[Vorliegender Text]
━━━━━━━━━━━━━━━━━━━━

# taz.de -- Entlang der Keystone-XL-Pipeline: Das Ende der Erdölleitung
       
       > Die geplante Verlängerung der Keystone XL soll Öl nach Houston in Texas
       > bringen. Doch dort herrscht schon jetzt ein ökologischer Notstand.
       
 (IMG) Bild: Der hohe Weltmarktpreis macht Gewinnung und Transport von Öl auch aus Teersanden attraktiv.
       
       HOUSTON taz | Wo Manchester in Pasadena übergeht, wabert ein schwerer Mix
       in der texanischen Luft. Es riecht süßlich, nach Schwefel, Diesel und
       Abwasser, es kratzt im Hals, lässt die Augen tränen. Und manche Nasen
       bluten. „Willkommen in Stinkadina“, sagt Juan Parras. Er ist Umweltaktivist
       in einer Stadt, die seit 112 Jahren um das Öl kreist: Houston, von wo aus
       die USA sich selbst und die Welt mit Treibstoff versorgen.
       
       In der hoch industrialisierten Zone, wo Parras gegen Schadstoffemissionen
       kämpft, soll die Keystone XL, die geplante Verlängerung der vorhandenen
       Keystone-Pipeline, nach 3.462 Kilometern enden. Das schwere Rohöl aus den
       Teersanden in Alberta, Kanada, soll längs des Houston Ship Channel
       raffiniert werden. Mehrere Ölkonzerne haben bereits zwei- und dreistellige
       Millionensummen investiert, um ihre Anlagen aufzurüsten.

━━━━━━━━━━━━━━━━━━━━

[Angezeigte Daten]
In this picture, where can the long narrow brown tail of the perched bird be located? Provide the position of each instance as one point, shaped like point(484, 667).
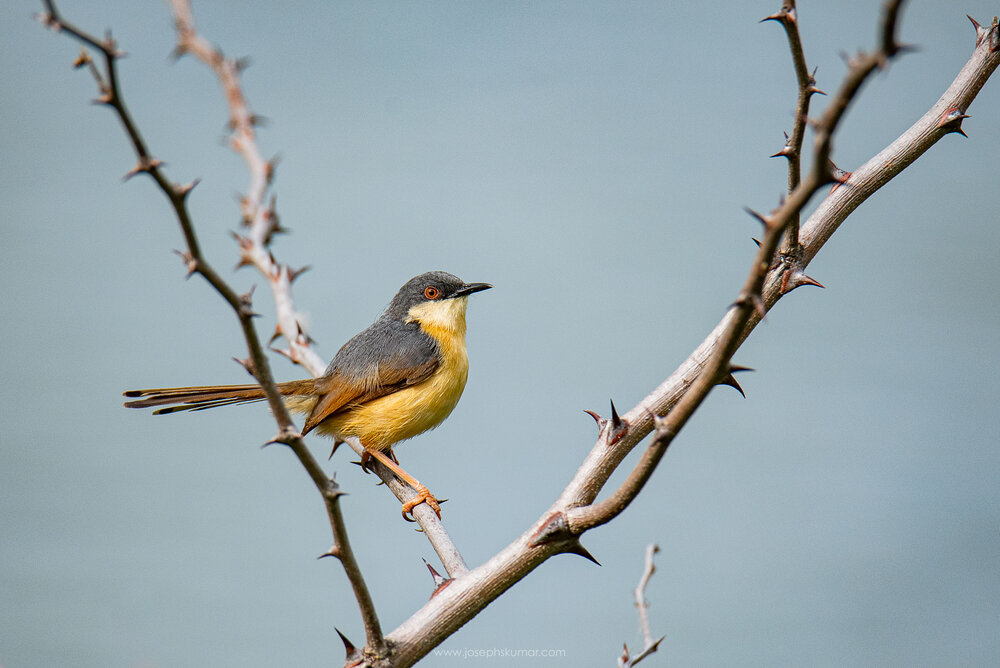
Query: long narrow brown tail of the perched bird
point(201, 397)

━━━━━━━━━━━━━━━━━━━━

[Gestellte Aufgabe] Woher stammt laut dem Text über die Keystone-XL-Pipeline das schwere Rohöl, das am Houston Ship Channel raffiniert werden soll? Die Daten sind für die Bearbeitung nicht erforderlich.

[Antwort] Aus den Teersanden in Alberta, Kanada.